[Collection entries]
-- BEGIN --

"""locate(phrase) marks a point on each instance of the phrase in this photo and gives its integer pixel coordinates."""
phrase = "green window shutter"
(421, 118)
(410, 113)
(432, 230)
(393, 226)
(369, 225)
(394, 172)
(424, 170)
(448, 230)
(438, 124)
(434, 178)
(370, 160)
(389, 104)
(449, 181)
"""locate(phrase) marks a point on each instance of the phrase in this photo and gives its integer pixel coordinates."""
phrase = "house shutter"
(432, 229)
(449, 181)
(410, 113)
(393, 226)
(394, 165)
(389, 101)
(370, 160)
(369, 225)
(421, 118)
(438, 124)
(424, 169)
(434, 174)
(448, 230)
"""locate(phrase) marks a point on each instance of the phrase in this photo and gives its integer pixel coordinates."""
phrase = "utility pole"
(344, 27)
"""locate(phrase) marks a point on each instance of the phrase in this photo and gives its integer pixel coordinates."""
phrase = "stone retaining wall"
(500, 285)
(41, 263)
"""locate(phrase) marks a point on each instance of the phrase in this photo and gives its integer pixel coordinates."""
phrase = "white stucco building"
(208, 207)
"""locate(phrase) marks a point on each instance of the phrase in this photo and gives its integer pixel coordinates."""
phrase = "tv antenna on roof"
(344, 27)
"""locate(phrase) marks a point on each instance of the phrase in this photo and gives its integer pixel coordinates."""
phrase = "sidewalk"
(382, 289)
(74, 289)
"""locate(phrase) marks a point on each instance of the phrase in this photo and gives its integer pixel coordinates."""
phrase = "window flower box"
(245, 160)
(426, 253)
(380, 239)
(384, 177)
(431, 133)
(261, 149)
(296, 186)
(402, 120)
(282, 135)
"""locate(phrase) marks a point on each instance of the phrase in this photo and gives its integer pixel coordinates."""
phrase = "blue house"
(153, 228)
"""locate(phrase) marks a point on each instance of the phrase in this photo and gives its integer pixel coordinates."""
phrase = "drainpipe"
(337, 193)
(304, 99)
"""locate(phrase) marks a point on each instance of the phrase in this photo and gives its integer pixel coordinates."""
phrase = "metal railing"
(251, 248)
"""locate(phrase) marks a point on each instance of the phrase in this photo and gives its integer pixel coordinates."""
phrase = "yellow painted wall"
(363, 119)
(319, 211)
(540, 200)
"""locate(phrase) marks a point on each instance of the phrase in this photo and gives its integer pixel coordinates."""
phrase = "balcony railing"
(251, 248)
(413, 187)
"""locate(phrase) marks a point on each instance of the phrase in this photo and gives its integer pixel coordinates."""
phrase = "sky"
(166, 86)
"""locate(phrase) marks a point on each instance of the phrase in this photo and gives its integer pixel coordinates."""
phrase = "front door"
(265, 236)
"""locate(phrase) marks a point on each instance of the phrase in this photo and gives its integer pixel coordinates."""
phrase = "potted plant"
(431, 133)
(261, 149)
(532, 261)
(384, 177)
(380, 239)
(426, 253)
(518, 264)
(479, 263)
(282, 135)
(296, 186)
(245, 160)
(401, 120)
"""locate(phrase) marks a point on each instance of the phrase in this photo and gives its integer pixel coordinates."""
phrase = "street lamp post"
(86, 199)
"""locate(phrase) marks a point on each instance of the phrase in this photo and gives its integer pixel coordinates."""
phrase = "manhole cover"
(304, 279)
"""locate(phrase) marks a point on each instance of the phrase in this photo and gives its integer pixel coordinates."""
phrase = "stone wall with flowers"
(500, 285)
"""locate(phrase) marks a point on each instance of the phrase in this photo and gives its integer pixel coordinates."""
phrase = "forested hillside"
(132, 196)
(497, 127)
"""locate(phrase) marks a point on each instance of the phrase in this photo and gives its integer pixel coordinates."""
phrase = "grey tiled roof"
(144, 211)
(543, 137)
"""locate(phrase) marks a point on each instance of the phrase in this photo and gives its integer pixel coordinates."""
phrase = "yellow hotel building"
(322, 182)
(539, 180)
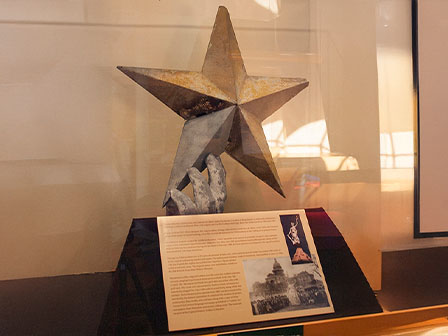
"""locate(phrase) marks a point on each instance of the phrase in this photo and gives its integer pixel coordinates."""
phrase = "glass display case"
(85, 150)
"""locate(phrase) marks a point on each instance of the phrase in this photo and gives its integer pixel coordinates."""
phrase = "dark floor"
(72, 305)
(414, 278)
(65, 305)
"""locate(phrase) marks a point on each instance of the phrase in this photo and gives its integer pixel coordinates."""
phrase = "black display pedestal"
(136, 301)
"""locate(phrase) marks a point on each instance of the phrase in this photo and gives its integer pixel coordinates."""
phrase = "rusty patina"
(222, 105)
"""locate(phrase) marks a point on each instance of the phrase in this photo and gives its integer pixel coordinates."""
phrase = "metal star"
(222, 105)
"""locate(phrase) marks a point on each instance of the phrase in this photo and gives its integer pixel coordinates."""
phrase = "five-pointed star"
(222, 105)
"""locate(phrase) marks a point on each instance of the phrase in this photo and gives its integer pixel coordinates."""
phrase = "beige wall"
(396, 97)
(84, 149)
(433, 71)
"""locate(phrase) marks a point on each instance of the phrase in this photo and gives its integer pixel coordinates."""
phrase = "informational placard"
(235, 268)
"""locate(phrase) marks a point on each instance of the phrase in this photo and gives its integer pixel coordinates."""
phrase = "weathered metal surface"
(209, 95)
(200, 136)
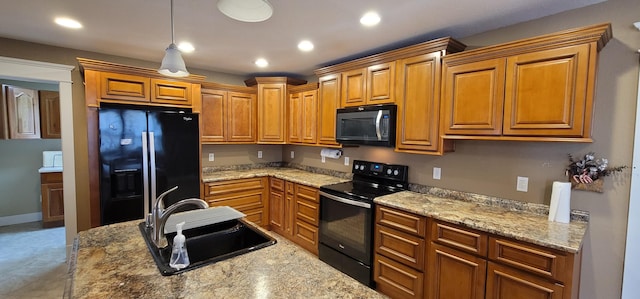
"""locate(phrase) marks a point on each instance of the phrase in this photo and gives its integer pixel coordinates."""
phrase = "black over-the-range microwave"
(367, 125)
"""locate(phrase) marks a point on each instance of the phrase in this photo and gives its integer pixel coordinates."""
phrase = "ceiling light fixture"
(186, 47)
(370, 19)
(305, 46)
(68, 23)
(261, 62)
(246, 10)
(172, 63)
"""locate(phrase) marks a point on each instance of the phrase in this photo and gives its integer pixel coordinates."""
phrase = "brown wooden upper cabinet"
(328, 102)
(20, 113)
(50, 126)
(368, 86)
(538, 89)
(228, 116)
(272, 101)
(302, 112)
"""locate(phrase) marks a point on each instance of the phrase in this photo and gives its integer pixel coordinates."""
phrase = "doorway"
(35, 71)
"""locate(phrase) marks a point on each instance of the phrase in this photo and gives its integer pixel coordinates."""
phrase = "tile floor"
(32, 261)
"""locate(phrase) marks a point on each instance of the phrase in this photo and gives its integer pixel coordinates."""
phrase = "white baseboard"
(23, 218)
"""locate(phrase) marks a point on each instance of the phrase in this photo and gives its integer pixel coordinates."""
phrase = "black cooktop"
(371, 180)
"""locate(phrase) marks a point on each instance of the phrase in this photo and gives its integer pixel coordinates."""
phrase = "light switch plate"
(523, 184)
(436, 173)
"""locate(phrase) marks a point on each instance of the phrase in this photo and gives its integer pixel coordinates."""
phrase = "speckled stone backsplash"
(509, 204)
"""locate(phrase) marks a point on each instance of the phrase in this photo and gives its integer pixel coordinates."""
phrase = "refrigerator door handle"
(145, 177)
(152, 161)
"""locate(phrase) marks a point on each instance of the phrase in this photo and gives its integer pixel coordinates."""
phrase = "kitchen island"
(113, 262)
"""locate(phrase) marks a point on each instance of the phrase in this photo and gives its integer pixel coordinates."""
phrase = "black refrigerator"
(143, 153)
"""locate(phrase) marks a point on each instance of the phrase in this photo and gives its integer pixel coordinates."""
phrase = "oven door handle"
(346, 201)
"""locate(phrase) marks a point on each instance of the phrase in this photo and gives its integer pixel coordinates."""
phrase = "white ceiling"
(141, 28)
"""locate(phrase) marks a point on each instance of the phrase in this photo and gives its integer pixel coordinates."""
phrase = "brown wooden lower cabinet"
(295, 212)
(455, 274)
(397, 280)
(52, 199)
(249, 196)
(504, 282)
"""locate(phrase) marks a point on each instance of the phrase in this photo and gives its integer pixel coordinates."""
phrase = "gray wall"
(19, 163)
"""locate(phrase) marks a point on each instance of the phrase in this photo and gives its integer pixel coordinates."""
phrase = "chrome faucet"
(159, 215)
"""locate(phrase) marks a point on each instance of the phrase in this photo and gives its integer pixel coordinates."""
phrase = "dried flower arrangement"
(589, 170)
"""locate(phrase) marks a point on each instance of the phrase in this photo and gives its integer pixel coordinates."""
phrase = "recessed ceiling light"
(186, 47)
(370, 19)
(305, 46)
(261, 62)
(68, 23)
(246, 10)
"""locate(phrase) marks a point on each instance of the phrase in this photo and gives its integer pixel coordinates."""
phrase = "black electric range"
(347, 216)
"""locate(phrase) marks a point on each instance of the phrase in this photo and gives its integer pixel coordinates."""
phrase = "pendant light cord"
(172, 39)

-- END --

_Written request_
Pick out every line in the collection entries that contains the string "window", and copy each of those lines.

_Output of the task_
phrase = "green window shutter"
phrase = "window flower box"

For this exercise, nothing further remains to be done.